# start of RECORDS SHOWN

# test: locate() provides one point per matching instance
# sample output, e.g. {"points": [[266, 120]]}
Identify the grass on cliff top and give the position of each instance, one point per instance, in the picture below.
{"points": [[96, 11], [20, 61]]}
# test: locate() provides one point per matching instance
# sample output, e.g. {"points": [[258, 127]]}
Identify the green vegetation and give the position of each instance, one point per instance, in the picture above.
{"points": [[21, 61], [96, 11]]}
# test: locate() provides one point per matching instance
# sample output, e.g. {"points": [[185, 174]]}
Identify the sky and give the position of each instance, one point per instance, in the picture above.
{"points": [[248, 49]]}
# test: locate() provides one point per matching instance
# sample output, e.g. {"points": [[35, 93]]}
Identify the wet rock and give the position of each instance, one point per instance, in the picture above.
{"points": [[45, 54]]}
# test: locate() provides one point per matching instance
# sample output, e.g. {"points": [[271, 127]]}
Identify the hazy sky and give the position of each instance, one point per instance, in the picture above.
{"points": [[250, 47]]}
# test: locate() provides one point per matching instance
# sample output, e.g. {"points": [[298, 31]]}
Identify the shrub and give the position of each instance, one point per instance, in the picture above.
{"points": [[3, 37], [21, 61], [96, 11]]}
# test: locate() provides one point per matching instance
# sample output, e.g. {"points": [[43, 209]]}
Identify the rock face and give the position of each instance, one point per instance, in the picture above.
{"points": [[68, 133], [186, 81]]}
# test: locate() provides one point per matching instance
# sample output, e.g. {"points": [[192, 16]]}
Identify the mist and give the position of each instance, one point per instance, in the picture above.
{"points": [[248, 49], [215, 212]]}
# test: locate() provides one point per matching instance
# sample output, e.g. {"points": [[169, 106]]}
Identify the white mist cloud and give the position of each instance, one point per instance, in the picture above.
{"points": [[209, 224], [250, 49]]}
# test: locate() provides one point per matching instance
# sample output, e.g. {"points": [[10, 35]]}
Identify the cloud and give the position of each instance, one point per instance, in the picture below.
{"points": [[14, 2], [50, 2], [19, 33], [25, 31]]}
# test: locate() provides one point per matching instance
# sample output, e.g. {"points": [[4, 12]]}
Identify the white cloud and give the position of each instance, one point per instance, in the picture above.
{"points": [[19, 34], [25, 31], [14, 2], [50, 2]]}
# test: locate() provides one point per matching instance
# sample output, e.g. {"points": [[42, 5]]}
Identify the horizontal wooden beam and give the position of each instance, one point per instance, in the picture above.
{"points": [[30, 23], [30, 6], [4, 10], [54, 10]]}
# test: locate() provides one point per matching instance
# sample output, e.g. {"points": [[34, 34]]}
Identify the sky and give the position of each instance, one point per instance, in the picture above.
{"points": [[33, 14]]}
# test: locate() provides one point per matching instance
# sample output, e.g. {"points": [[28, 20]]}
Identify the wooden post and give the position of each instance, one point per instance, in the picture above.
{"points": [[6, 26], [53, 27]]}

# end of RECORDS SHOWN

Copy out the whole listing exactly as written.

RIGHT ANSWER —
# test: locate() provides one point per matching instance
# sample output, e.g. {"points": [[266, 120]]}
Identify the grass on cliff top and give the position of each instance, one point per instance, in the picture below.
{"points": [[96, 11], [20, 61]]}
# test: locate() provides one point per matching instance
# sample output, e.g. {"points": [[258, 127]]}
Identify the green vegetation and give the position of each instance, one point per instance, in the picture above.
{"points": [[21, 61], [96, 11]]}
# test: locate() provides one point per matching instance
# sample output, e.g. {"points": [[185, 174]]}
Identify the sky and give the position of each instance, one point per instance, in the picture above.
{"points": [[248, 49]]}
# test: locate() provides one point per matching instance
# sample output, e.g. {"points": [[35, 93]]}
Identify the wet rock and give the position of each instance, one point per instance, in the picture above.
{"points": [[45, 54]]}
# test: locate() provides one point per matching instance
# sample output, e.g. {"points": [[271, 127]]}
Identify the hazy sky and give the position of each instance, one point per instance, in the picture above.
{"points": [[250, 47]]}
# test: locate() provides one point per matching instance
# sample output, e.g. {"points": [[298, 31]]}
Identify the shrub and give the position of each instance, one point per instance, in the picture above.
{"points": [[3, 37], [21, 61], [96, 11]]}
# test: locate() provides one point per matching instance
# sample output, e.g. {"points": [[43, 209]]}
Identify the rock face and give the position of each instance, one point per instance, in the picture above.
{"points": [[68, 133], [186, 81]]}
# test: locate() provides one point per matching instance
# sample output, e.g. {"points": [[192, 16]]}
Identify the mist and give the position of each instance, one point per instance, in the picture above.
{"points": [[248, 49], [215, 212]]}
# test: locate() provides one point per matching instance
# sample output, e.g. {"points": [[169, 106]]}
Identify the white mist cloud and give the position of each instance, one point per instance, in the picture above.
{"points": [[209, 224], [250, 49]]}
# test: locate() provides one point per matching instance
# sample output, e.g. {"points": [[10, 35]]}
Identify the cloud and give the position of each instance, one point per instance, in the picture below.
{"points": [[14, 2], [50, 2], [19, 33], [25, 31]]}
# test: locate() provides one point per matching instance
# sample output, e.g. {"points": [[4, 12]]}
Identify the white cloud and give the position of each instance, one point per instance, in the picture above.
{"points": [[19, 34], [25, 31], [14, 2], [50, 2]]}
# test: locate() provides one point per matching instance
# sample output, e.g. {"points": [[42, 5]]}
Identify the horizontal wooden beam and give the position of each instance, one point per instance, in the picture above.
{"points": [[30, 23], [30, 6], [4, 10], [54, 10]]}
# test: locate() provides one point per matching instance
# sample output, e.g. {"points": [[34, 34]]}
Identify the sky and give the position of each instance, one point per instance, in the picture above.
{"points": [[33, 14]]}
# test: locate() provides one point per matching instance
# sample output, e.g. {"points": [[28, 20]]}
Identify the wooden post and give the position of each instance, one point per instance, in the picture above.
{"points": [[6, 26], [53, 27]]}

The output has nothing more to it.